**Stated problem**
Copy out the material below, changing each "bird's curved bill" to "bird's hooked bill" and leaving everything else the same.
####
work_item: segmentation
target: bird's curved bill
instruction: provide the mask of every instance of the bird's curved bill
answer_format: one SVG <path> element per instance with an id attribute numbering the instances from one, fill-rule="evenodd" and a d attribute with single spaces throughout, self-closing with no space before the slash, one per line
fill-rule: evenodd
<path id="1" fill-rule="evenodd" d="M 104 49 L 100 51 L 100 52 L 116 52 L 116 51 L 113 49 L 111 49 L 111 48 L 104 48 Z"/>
####
**Response to the task**
work_item: segmentation
target: bird's hooked bill
instruction: provide the mask of every instance of the bird's hooked bill
answer_format: one SVG <path> element per instance with an id attribute numbering the instances from one, fill-rule="evenodd" and a d attribute with single spaces throughout, self-closing with no space before the slash, one per line
fill-rule: evenodd
<path id="1" fill-rule="evenodd" d="M 104 49 L 100 51 L 100 52 L 116 52 L 116 51 L 113 49 L 111 49 L 111 48 L 104 48 Z"/>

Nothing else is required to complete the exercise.